Records of labeled boxes
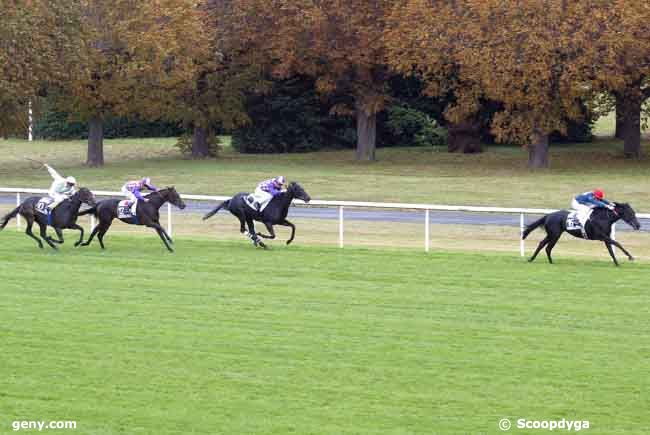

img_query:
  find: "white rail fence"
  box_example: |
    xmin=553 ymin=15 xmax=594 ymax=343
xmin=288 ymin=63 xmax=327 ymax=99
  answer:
xmin=0 ymin=187 xmax=650 ymax=257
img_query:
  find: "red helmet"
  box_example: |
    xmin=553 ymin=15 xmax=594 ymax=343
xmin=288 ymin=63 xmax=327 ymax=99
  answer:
xmin=594 ymin=189 xmax=605 ymax=199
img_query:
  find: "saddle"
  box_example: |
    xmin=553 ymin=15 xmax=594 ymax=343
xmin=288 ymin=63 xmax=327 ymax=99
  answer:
xmin=36 ymin=196 xmax=54 ymax=216
xmin=566 ymin=209 xmax=593 ymax=239
xmin=244 ymin=193 xmax=271 ymax=213
xmin=117 ymin=199 xmax=138 ymax=219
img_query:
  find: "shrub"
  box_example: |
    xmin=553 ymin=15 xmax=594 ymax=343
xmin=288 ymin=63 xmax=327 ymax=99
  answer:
xmin=174 ymin=133 xmax=221 ymax=157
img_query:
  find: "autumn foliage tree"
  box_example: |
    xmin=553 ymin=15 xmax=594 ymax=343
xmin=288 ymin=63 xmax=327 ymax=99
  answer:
xmin=390 ymin=0 xmax=616 ymax=167
xmin=232 ymin=0 xmax=393 ymax=160
xmin=58 ymin=0 xmax=205 ymax=166
xmin=588 ymin=0 xmax=650 ymax=158
xmin=0 ymin=0 xmax=81 ymax=135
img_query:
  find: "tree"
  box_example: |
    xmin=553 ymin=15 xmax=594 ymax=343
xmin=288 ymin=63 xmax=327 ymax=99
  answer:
xmin=0 ymin=0 xmax=81 ymax=135
xmin=59 ymin=0 xmax=203 ymax=166
xmin=589 ymin=0 xmax=650 ymax=158
xmin=389 ymin=0 xmax=593 ymax=167
xmin=228 ymin=0 xmax=392 ymax=160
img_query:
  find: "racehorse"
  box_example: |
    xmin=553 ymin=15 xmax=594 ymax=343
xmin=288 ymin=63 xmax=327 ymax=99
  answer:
xmin=203 ymin=181 xmax=311 ymax=249
xmin=0 ymin=187 xmax=95 ymax=249
xmin=523 ymin=203 xmax=641 ymax=266
xmin=79 ymin=187 xmax=185 ymax=252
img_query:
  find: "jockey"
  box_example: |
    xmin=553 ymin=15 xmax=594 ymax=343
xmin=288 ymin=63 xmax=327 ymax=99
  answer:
xmin=43 ymin=163 xmax=77 ymax=212
xmin=253 ymin=175 xmax=287 ymax=211
xmin=571 ymin=189 xmax=614 ymax=233
xmin=122 ymin=177 xmax=158 ymax=215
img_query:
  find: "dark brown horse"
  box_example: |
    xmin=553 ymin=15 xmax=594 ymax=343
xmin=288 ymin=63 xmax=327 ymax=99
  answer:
xmin=0 ymin=187 xmax=95 ymax=249
xmin=79 ymin=187 xmax=185 ymax=252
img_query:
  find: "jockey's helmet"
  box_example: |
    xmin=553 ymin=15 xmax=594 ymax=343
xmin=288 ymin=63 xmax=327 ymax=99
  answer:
xmin=594 ymin=189 xmax=605 ymax=199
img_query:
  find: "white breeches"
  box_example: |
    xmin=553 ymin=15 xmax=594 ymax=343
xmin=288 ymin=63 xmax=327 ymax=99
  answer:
xmin=571 ymin=199 xmax=593 ymax=227
xmin=253 ymin=187 xmax=273 ymax=205
xmin=48 ymin=192 xmax=69 ymax=210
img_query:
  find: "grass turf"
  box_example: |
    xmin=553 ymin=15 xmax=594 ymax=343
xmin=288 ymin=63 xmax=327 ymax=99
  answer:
xmin=0 ymin=231 xmax=650 ymax=434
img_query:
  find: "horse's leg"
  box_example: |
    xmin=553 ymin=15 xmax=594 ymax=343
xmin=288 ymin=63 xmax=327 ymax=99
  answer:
xmin=246 ymin=217 xmax=266 ymax=249
xmin=38 ymin=223 xmax=59 ymax=250
xmin=278 ymin=219 xmax=296 ymax=245
xmin=70 ymin=224 xmax=84 ymax=247
xmin=603 ymin=241 xmax=618 ymax=266
xmin=48 ymin=228 xmax=63 ymax=244
xmin=160 ymin=225 xmax=174 ymax=245
xmin=81 ymin=225 xmax=99 ymax=246
xmin=257 ymin=222 xmax=275 ymax=239
xmin=528 ymin=235 xmax=549 ymax=263
xmin=25 ymin=217 xmax=43 ymax=249
xmin=546 ymin=233 xmax=562 ymax=264
xmin=604 ymin=237 xmax=634 ymax=261
xmin=97 ymin=221 xmax=112 ymax=249
xmin=147 ymin=222 xmax=174 ymax=252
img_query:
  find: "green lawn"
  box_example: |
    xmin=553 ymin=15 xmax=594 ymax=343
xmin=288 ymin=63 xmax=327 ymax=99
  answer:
xmin=0 ymin=130 xmax=650 ymax=211
xmin=0 ymin=230 xmax=650 ymax=434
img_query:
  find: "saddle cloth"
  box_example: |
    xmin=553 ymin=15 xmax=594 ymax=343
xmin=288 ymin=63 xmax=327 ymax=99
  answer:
xmin=244 ymin=193 xmax=271 ymax=212
xmin=36 ymin=196 xmax=54 ymax=215
xmin=117 ymin=199 xmax=136 ymax=219
xmin=566 ymin=210 xmax=593 ymax=231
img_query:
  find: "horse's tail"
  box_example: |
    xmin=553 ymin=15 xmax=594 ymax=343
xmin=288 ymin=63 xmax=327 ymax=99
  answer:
xmin=0 ymin=206 xmax=20 ymax=231
xmin=77 ymin=206 xmax=97 ymax=216
xmin=521 ymin=216 xmax=546 ymax=239
xmin=203 ymin=199 xmax=230 ymax=220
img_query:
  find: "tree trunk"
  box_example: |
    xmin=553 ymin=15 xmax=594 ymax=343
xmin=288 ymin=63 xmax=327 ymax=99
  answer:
xmin=623 ymin=90 xmax=643 ymax=159
xmin=528 ymin=132 xmax=548 ymax=168
xmin=447 ymin=119 xmax=483 ymax=154
xmin=192 ymin=127 xmax=210 ymax=159
xmin=357 ymin=103 xmax=377 ymax=161
xmin=614 ymin=94 xmax=625 ymax=139
xmin=86 ymin=117 xmax=104 ymax=167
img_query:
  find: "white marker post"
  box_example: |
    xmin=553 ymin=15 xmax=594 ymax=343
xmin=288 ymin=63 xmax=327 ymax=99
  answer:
xmin=519 ymin=213 xmax=526 ymax=257
xmin=27 ymin=100 xmax=34 ymax=142
xmin=424 ymin=209 xmax=429 ymax=252
xmin=16 ymin=192 xmax=20 ymax=229
xmin=339 ymin=205 xmax=343 ymax=248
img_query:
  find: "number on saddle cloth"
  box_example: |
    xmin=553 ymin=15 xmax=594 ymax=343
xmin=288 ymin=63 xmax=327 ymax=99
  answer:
xmin=566 ymin=211 xmax=582 ymax=230
xmin=36 ymin=196 xmax=54 ymax=215
xmin=36 ymin=196 xmax=54 ymax=225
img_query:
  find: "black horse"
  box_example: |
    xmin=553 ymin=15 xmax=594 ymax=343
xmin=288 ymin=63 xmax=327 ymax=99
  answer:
xmin=523 ymin=203 xmax=641 ymax=266
xmin=79 ymin=187 xmax=185 ymax=252
xmin=203 ymin=181 xmax=311 ymax=248
xmin=0 ymin=187 xmax=95 ymax=249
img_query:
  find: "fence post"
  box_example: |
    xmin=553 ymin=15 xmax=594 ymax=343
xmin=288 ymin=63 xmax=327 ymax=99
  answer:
xmin=519 ymin=213 xmax=526 ymax=257
xmin=339 ymin=205 xmax=343 ymax=248
xmin=16 ymin=192 xmax=20 ymax=229
xmin=167 ymin=203 xmax=172 ymax=237
xmin=424 ymin=209 xmax=429 ymax=252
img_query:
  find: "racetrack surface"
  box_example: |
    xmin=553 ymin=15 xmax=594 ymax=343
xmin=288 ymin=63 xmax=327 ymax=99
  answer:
xmin=0 ymin=194 xmax=650 ymax=232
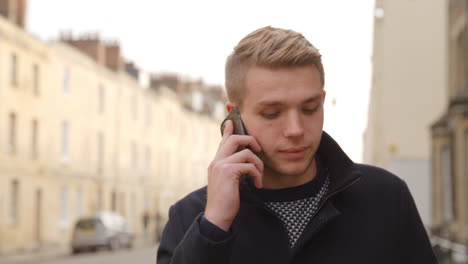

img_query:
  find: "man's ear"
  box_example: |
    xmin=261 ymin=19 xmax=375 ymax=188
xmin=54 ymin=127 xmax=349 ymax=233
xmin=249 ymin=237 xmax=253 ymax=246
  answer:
xmin=226 ymin=102 xmax=236 ymax=113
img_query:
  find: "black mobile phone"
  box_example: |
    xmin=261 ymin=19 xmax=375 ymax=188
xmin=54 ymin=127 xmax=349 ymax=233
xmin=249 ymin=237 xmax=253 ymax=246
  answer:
xmin=221 ymin=107 xmax=252 ymax=187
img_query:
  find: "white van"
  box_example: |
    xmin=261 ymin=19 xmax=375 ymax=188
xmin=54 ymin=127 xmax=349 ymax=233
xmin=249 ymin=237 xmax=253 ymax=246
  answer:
xmin=71 ymin=212 xmax=134 ymax=254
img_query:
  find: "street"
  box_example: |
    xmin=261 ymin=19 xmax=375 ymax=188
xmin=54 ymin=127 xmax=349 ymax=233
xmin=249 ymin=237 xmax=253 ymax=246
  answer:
xmin=41 ymin=246 xmax=156 ymax=264
xmin=0 ymin=245 xmax=156 ymax=264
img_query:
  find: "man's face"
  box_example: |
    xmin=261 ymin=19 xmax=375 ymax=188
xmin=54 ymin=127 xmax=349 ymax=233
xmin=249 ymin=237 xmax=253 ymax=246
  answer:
xmin=231 ymin=66 xmax=325 ymax=184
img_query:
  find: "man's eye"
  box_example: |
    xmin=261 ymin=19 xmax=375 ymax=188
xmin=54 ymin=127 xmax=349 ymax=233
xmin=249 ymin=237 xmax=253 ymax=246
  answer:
xmin=302 ymin=107 xmax=318 ymax=114
xmin=262 ymin=112 xmax=279 ymax=119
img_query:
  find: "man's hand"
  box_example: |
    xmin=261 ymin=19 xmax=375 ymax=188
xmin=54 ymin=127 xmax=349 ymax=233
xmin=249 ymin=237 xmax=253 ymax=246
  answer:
xmin=205 ymin=120 xmax=263 ymax=231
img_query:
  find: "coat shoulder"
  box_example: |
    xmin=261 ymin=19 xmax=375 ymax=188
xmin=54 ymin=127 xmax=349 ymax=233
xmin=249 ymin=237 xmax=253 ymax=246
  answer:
xmin=170 ymin=186 xmax=206 ymax=219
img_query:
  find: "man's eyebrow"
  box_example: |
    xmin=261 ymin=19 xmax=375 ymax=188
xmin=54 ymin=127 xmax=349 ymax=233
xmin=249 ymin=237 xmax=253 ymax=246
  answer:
xmin=303 ymin=95 xmax=322 ymax=104
xmin=258 ymin=95 xmax=321 ymax=106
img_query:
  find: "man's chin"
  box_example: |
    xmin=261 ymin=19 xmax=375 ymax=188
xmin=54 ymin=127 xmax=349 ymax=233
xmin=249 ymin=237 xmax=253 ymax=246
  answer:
xmin=270 ymin=163 xmax=310 ymax=177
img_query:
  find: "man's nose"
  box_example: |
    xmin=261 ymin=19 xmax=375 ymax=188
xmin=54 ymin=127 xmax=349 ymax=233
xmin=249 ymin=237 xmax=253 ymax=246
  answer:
xmin=284 ymin=112 xmax=304 ymax=137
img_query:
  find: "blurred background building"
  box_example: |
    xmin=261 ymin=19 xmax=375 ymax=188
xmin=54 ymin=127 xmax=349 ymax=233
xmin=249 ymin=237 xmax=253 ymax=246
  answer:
xmin=431 ymin=0 xmax=468 ymax=261
xmin=363 ymin=0 xmax=468 ymax=263
xmin=0 ymin=0 xmax=225 ymax=253
xmin=363 ymin=0 xmax=447 ymax=227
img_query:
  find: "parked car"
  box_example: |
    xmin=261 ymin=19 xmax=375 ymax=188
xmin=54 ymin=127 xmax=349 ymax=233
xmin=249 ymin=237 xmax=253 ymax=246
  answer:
xmin=71 ymin=212 xmax=134 ymax=254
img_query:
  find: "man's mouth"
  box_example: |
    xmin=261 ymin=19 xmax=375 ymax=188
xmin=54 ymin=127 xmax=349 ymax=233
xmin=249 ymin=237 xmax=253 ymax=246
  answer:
xmin=279 ymin=147 xmax=309 ymax=160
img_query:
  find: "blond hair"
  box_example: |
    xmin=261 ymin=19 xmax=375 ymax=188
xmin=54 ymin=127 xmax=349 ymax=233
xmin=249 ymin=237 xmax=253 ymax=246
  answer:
xmin=225 ymin=26 xmax=325 ymax=106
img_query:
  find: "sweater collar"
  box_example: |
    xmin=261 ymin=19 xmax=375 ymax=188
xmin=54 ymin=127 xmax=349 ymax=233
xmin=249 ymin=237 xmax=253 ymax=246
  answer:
xmin=241 ymin=131 xmax=361 ymax=205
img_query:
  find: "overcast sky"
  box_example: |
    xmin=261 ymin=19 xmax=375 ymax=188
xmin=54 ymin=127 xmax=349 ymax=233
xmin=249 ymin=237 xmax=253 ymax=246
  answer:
xmin=27 ymin=0 xmax=374 ymax=161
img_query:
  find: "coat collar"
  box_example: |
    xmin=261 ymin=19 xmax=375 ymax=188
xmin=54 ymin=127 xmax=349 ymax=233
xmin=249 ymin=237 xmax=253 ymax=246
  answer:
xmin=241 ymin=131 xmax=362 ymax=205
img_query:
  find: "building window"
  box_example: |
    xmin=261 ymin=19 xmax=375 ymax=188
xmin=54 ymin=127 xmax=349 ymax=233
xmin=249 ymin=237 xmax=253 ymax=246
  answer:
xmin=10 ymin=53 xmax=18 ymax=86
xmin=60 ymin=121 xmax=70 ymax=162
xmin=145 ymin=102 xmax=151 ymax=128
xmin=10 ymin=180 xmax=19 ymax=224
xmin=132 ymin=142 xmax=138 ymax=172
xmin=111 ymin=191 xmax=117 ymax=211
xmin=463 ymin=129 xmax=468 ymax=192
xmin=441 ymin=147 xmax=454 ymax=222
xmin=32 ymin=64 xmax=39 ymax=96
xmin=76 ymin=189 xmax=84 ymax=218
xmin=62 ymin=67 xmax=70 ymax=95
xmin=8 ymin=113 xmax=17 ymax=153
xmin=131 ymin=94 xmax=138 ymax=120
xmin=60 ymin=186 xmax=68 ymax=226
xmin=455 ymin=34 xmax=468 ymax=91
xmin=129 ymin=193 xmax=137 ymax=230
xmin=97 ymin=132 xmax=104 ymax=174
xmin=31 ymin=119 xmax=39 ymax=159
xmin=144 ymin=146 xmax=151 ymax=176
xmin=97 ymin=190 xmax=104 ymax=211
xmin=98 ymin=85 xmax=106 ymax=114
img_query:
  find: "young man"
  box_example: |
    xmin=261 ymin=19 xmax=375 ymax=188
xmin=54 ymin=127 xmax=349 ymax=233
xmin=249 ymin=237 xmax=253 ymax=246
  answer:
xmin=157 ymin=27 xmax=436 ymax=264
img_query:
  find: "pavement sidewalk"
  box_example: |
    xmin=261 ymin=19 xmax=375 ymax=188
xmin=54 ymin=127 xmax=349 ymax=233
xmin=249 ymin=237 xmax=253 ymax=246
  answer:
xmin=0 ymin=239 xmax=155 ymax=264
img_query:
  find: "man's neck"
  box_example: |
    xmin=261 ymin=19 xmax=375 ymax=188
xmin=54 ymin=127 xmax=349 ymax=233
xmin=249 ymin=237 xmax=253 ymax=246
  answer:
xmin=263 ymin=159 xmax=317 ymax=189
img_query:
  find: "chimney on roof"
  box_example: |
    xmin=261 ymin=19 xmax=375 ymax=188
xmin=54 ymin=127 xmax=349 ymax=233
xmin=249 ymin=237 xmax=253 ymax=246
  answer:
xmin=0 ymin=0 xmax=26 ymax=29
xmin=60 ymin=33 xmax=123 ymax=71
xmin=106 ymin=43 xmax=123 ymax=71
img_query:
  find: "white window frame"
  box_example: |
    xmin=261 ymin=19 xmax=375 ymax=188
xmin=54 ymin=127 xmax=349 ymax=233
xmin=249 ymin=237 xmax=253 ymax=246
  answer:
xmin=60 ymin=121 xmax=70 ymax=162
xmin=98 ymin=84 xmax=106 ymax=114
xmin=143 ymin=146 xmax=151 ymax=176
xmin=97 ymin=132 xmax=104 ymax=173
xmin=441 ymin=146 xmax=454 ymax=222
xmin=32 ymin=63 xmax=40 ymax=96
xmin=7 ymin=112 xmax=18 ymax=153
xmin=59 ymin=186 xmax=69 ymax=228
xmin=8 ymin=180 xmax=20 ymax=225
xmin=31 ymin=119 xmax=39 ymax=159
xmin=76 ymin=188 xmax=84 ymax=218
xmin=10 ymin=53 xmax=19 ymax=87
xmin=62 ymin=67 xmax=70 ymax=96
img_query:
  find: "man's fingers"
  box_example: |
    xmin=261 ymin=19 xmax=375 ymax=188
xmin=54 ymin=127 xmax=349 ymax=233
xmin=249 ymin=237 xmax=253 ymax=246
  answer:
xmin=223 ymin=149 xmax=263 ymax=173
xmin=232 ymin=163 xmax=263 ymax=189
xmin=216 ymin=135 xmax=262 ymax=158
xmin=220 ymin=120 xmax=234 ymax=145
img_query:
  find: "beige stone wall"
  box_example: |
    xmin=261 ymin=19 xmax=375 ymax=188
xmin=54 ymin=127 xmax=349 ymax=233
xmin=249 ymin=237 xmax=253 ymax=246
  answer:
xmin=363 ymin=0 xmax=447 ymax=225
xmin=0 ymin=17 xmax=221 ymax=253
xmin=364 ymin=0 xmax=447 ymax=167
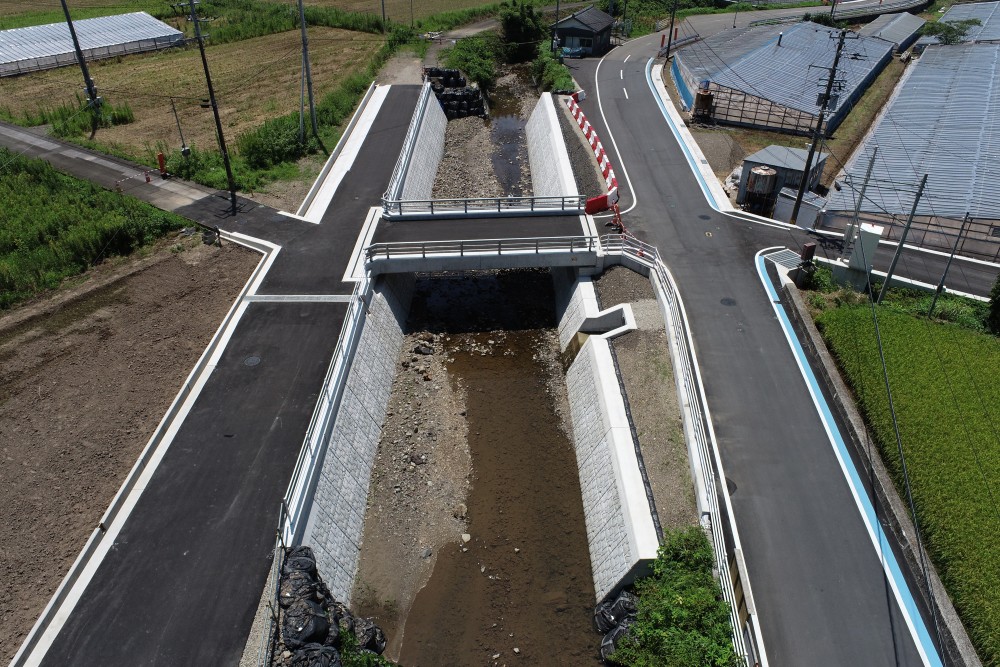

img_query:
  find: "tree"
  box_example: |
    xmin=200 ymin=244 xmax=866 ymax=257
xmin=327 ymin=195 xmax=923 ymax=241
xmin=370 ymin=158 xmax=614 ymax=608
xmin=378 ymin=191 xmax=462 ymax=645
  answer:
xmin=500 ymin=2 xmax=549 ymax=63
xmin=986 ymin=274 xmax=1000 ymax=336
xmin=923 ymin=19 xmax=982 ymax=44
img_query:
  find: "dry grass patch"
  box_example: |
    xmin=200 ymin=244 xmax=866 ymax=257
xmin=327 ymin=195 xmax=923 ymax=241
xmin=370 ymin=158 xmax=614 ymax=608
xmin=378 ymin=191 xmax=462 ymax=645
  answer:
xmin=304 ymin=0 xmax=490 ymax=24
xmin=0 ymin=28 xmax=383 ymax=154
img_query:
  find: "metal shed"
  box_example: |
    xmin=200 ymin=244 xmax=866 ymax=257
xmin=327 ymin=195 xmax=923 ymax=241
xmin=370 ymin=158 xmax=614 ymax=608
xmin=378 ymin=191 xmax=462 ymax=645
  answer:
xmin=672 ymin=22 xmax=893 ymax=134
xmin=552 ymin=5 xmax=615 ymax=56
xmin=736 ymin=144 xmax=828 ymax=204
xmin=858 ymin=12 xmax=926 ymax=52
xmin=0 ymin=12 xmax=184 ymax=76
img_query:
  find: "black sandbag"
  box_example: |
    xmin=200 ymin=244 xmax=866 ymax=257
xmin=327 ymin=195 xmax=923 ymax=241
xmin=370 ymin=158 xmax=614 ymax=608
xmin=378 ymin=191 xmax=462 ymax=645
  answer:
xmin=278 ymin=570 xmax=318 ymax=609
xmin=290 ymin=644 xmax=343 ymax=667
xmin=354 ymin=618 xmax=386 ymax=655
xmin=281 ymin=600 xmax=330 ymax=651
xmin=601 ymin=616 xmax=635 ymax=665
xmin=594 ymin=591 xmax=639 ymax=635
xmin=326 ymin=600 xmax=354 ymax=632
xmin=281 ymin=547 xmax=316 ymax=578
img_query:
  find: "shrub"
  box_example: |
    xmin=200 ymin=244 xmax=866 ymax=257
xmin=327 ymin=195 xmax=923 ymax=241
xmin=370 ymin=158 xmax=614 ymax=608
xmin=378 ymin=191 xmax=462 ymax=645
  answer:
xmin=614 ymin=526 xmax=744 ymax=667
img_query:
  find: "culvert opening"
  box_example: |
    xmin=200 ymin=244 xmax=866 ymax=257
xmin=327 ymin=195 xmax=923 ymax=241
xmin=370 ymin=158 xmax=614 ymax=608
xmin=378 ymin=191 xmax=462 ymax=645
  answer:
xmin=353 ymin=271 xmax=596 ymax=667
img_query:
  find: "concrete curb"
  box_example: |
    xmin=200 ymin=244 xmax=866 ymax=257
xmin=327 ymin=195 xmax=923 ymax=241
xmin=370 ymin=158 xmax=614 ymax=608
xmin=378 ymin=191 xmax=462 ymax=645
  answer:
xmin=783 ymin=283 xmax=982 ymax=667
xmin=10 ymin=232 xmax=280 ymax=667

Stated task: Please find every line in the material above that contains the string "collar" and copy each of those lines.

Answer to the task:
  find: "sweater collar"
  find: "coat collar"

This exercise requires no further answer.